EXTRAIT CHOISI ::
Dans un domaine esthétique très différent, celui de l’expressionnisme allemand, le même processus se met en place. En effet, on remarque ce phénomène d’engagement du plasticien dans la sensation de la danse chez Emil Nolde et Ernst Ludwig Kirchner. Ceuxci s’intéressent à la danse dès la première décennie du siècle, non plus pour son caractère pittoresque mais pour la puissance de l’expérience existentielle qu’elle procure.

Lorsque Kirchner rencontre Mary Wigman, tout est en place pour leur long et fructueux échange, et il écrit dans son journal : « Il est infiniment stimulant et attirant de dessiner ces mouvements de corps. Je vais en faire de grands tableaux. Oui, ce que nous avons pressenti est devenu réalité. L’art nouveau est là ». On n’aurait pas pu mieux cerner l’enjeu, à défaut de sujet.


© Philippe Verrièle *

* Journaliste, critique, pédagogue et écrivain, Ph. Verrièle est aujourd’hui chargé de la danse pour la Lettre du spectacle. Il a publié plus d’une dizaine d’ouvrages dont le plus récent, Danser la peinture, a reçu le « Prix du meilleur livre de danse 2016 ».



Notes

  1. Saint-Hubert (de) Nicolas (ou Michel), De la manière de composer et faire réussir les ballets, Paris, François Targa, 1641. Réédition en fac-similé, Minkoff, Genève 1993.
  2. On notera une exception notable, à laquelle la présente analyse doit sa référence : l’excellent travail signé par Delphine Demont et feue Wilfride Piollet, intitulé « Du Palmier et de la Willi » et publié dans le Bulletin de la Société Théophile Gautier n° 31, année 2009, p. 143 et suivantes.
  3. Voir sur ce point l’article de Franziska Windt in Le ballet de l’opéra, trois siècles de suprématie depuis Louis XIV. Albin-Michel, Paris 2013.

CONSIGNE A ::
Relevez toutes les lignes des entrées qui contiennent le mot « fishing », en respectant les majuscules et les minuscules.
L'extrait et les entrées n'ont aucun lien entre eux.

DONNÉES DE TRAVAIL ::
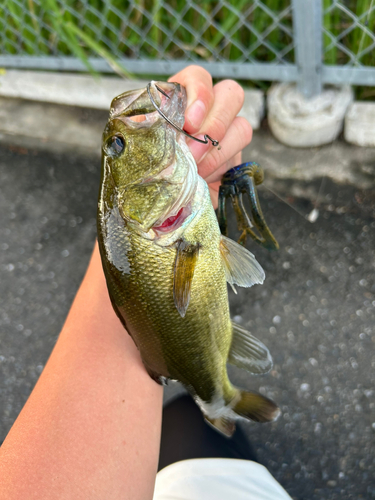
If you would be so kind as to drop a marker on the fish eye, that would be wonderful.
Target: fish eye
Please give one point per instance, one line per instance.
(115, 145)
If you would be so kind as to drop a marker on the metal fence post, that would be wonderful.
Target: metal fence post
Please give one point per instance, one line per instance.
(307, 26)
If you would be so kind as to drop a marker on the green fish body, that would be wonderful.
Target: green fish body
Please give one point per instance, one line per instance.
(167, 265)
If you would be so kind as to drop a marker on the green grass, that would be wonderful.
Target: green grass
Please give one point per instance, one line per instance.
(114, 28)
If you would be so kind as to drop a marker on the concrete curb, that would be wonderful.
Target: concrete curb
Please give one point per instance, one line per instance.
(88, 92)
(300, 122)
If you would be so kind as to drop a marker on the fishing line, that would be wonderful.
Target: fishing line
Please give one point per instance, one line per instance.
(207, 138)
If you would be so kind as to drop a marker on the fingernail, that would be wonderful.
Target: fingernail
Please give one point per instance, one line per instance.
(196, 113)
(198, 150)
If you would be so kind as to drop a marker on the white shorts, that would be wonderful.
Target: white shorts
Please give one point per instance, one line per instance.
(217, 479)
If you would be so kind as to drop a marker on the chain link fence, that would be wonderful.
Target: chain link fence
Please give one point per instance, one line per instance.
(307, 41)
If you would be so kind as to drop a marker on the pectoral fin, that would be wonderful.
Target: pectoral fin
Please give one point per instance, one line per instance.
(241, 267)
(248, 352)
(184, 267)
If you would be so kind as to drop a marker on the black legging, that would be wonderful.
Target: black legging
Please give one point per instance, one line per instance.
(186, 435)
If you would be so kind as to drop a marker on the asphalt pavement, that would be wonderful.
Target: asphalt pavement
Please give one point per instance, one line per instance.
(315, 311)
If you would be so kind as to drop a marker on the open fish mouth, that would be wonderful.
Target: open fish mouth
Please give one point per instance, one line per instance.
(173, 222)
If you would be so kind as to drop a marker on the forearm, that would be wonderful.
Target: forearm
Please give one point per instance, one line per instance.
(91, 427)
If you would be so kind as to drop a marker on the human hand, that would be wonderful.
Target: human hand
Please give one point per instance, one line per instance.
(213, 110)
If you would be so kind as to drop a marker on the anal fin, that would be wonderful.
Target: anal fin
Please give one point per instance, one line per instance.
(222, 424)
(248, 352)
(256, 407)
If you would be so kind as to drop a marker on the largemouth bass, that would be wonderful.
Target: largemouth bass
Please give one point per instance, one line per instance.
(166, 263)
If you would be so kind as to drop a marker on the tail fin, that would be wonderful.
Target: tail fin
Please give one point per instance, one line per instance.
(256, 407)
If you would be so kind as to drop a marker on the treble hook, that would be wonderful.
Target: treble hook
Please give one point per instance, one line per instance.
(206, 136)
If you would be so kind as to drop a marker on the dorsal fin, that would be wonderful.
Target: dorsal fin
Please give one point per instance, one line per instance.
(248, 352)
(186, 259)
(241, 267)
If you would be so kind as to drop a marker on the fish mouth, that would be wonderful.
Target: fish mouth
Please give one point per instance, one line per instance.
(173, 222)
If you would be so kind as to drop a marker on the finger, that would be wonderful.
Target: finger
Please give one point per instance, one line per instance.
(237, 137)
(214, 193)
(229, 98)
(200, 96)
(218, 174)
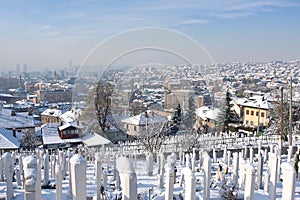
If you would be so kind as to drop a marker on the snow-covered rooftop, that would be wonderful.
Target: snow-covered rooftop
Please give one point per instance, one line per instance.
(71, 115)
(144, 118)
(20, 120)
(257, 104)
(206, 112)
(52, 112)
(95, 139)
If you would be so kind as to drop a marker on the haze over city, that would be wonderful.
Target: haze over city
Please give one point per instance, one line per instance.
(49, 34)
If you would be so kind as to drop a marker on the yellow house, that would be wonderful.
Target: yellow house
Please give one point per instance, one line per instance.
(255, 112)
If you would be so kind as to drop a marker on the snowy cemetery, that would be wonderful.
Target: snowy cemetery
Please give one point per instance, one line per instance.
(222, 170)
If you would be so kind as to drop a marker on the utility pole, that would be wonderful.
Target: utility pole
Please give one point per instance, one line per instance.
(281, 118)
(291, 113)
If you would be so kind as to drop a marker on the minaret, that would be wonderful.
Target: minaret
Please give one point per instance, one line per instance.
(20, 81)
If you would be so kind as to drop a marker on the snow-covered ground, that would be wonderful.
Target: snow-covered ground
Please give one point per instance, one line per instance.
(147, 185)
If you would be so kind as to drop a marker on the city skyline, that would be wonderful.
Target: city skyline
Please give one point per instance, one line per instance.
(49, 34)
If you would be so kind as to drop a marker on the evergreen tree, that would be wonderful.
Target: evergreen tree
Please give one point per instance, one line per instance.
(227, 114)
(177, 115)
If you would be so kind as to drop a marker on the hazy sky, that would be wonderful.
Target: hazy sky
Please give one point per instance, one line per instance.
(49, 33)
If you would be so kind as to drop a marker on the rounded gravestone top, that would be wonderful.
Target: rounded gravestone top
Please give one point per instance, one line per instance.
(30, 162)
(124, 165)
(6, 155)
(77, 159)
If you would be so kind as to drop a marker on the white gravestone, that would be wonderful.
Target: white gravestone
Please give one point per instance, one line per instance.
(8, 172)
(250, 182)
(289, 181)
(128, 178)
(78, 174)
(30, 176)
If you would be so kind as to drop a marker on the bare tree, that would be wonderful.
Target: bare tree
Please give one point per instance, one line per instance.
(152, 136)
(274, 120)
(103, 95)
(191, 139)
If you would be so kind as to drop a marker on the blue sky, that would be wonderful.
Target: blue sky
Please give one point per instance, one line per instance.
(49, 33)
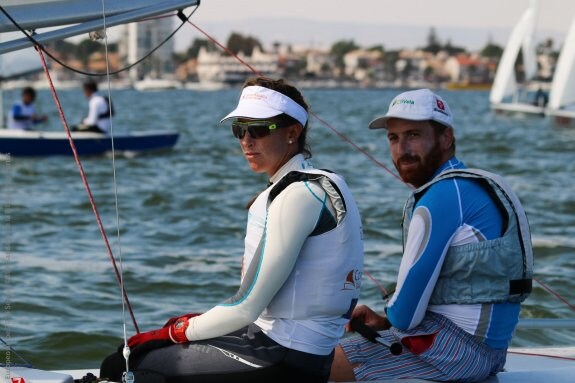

CONSIGNE B ::
Reproduisez le passage de l'extrait sur la danse et l'expressionnisme allemand qui commence à « 1. Saint-Hubert (de) » et se termine à « 143 et suivantes. ».

BONNE RÉPONSE A ::
If you would be so kind as to drop a marker on the fishing line, that would be wonderful.
Target: fishing line

BONNE RÉPONSE B ::
1. Saint-Hubert (de) Nicolas (ou Michel), De la manière de composer et faire réussir les ballets, Paris, François Targa, 1641. Réédition en fac-similé, Minkoff, Genève 1993.
  2. On notera une exception notable, à laquelle la présente analyse doit sa référence : l’excellent travail signé par Delphine Demont et feue Wilfride Piollet, intitulé « Du Palmier et de la Willi » et publié dans le Bulletin de la Société Théophile Gautier n° 31, année 2009, p. 143 et suivantes.